PROBLEM STATEMENT: Read the lines below. Copy out any that hold the string "every".

---- DATA RECORDS

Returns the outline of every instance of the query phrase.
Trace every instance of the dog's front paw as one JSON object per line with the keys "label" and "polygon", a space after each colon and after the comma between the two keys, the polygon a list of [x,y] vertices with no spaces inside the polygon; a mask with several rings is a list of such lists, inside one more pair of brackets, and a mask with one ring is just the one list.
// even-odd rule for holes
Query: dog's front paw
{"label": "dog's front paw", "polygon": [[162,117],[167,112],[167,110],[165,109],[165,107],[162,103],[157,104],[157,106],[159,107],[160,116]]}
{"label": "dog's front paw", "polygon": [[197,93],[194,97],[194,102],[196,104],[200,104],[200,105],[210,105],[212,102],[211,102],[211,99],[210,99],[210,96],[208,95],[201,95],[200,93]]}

--------

EXERCISE RESULT:
Returns the outline of every instance of the query phrase.
Trace every instance of the dog's front paw as one JSON object per line with the keys "label" and "polygon", a space after each colon and after the comma between the two keys, the polygon a list of [x,y] vertices with no spaces inside the polygon; a mask with several rings is a list of such lists, inside one more pair of brackets, and a mask with one ring is just the one list.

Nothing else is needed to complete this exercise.